:: Fragmento dado

Filosofía y Letras mostraba aún en sus ventanas las marcas del último paro suscitado por la necesidad de cambios sumamente importantes. Así, recorrí el famoso Tren de las Humanidades de regreso al metro Copilco, pasando por la Facultad de Derecho, en donde solía encontrarme con Ana para pasar el rato en mis tiempos libres. Mientras procesaba este nuevo duelo con el llanto atorado en la garganta, me di cuenta de que lo que extrañaba no era el lugar, sino a la persona que era yo mientras lo habitaba en aquellos días ya lejanos. Ahora miro con nostalgia a la joven estudiante con hambre de conocimiento que tenía la motivación para levantarse todos los días a hacer ese largo recorrido en transporte público, leía vorazmente y corría de un lado para otro a través de las Islas, soñando con algún día convertirse en una persona de mucho saber. De ella era de quien estaba orgullosa su familia y quien tenía un largo camino por delante.
No obstante, el vacío que me dejó esta travesía también me hizo ver que aquella persona había vivido su vida huyendo. Siempre saltando de una rutina a otra intentando escapar de forma desesperada de todo lo que la lastimó en el pasado; yendo de un lado a otro con heridas que no habían sanado, esforzándose por ignorarlas. La validación académica, la prisa de la vida cotidiana y el contenido de los libros, aunque pesados, eran sólo distracciones.

::::
:: Datos mostrados

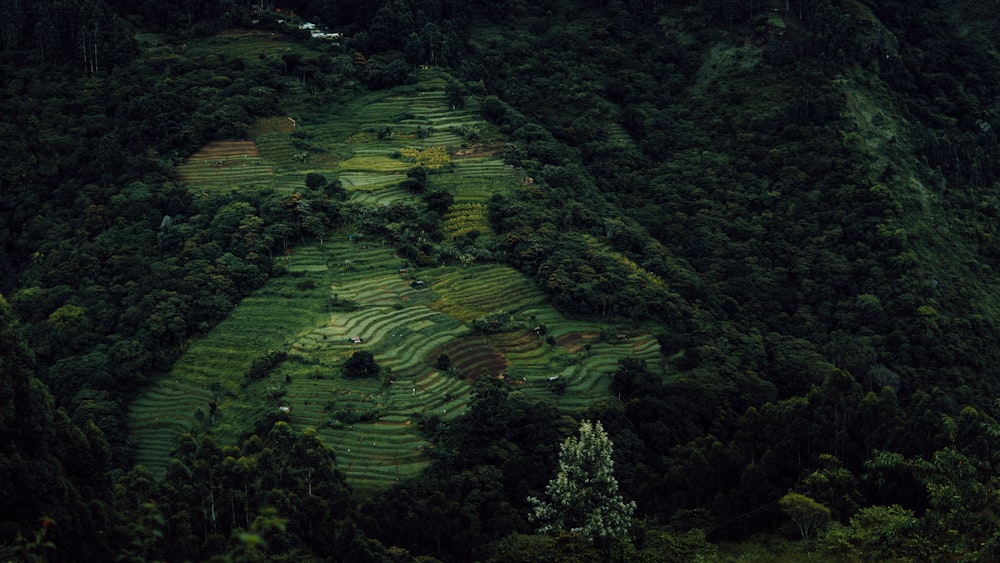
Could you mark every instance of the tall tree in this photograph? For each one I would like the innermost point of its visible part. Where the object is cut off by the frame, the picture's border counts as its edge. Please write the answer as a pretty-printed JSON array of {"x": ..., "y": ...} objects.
[{"x": 584, "y": 497}]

::::

Tarea a resolver: Continúa el relato sobre el regreso a la Facultad de Filosofía y Letras a partir de su última oración.

Resultado:
Así, recordé la última vez que caminé por los pasillos de la Facultad de Filosofía y Letras. Señales de protesta se podían apreciar en las paredes. Era claro que una fuerza colectiva había surgido y que había llegado el momento de un cambio radical, pero yo estaba muy ciega para verlo venir. Así como ocurrió en este lugar que transitaba todos los días, mi vida había entrado en un paro total, pues había que implementar muchos cambios. Me di cuenta de que aquella amenaza de la que me advertían mis sueños finalmente me había alcanzado y, sin tener otro lugar hacia dónde correr para esconderme, entendí que había llegado el momento de enfrentarme a todos los demonios que ya se habían cansado de gritar mi nombre por tanto tiempo.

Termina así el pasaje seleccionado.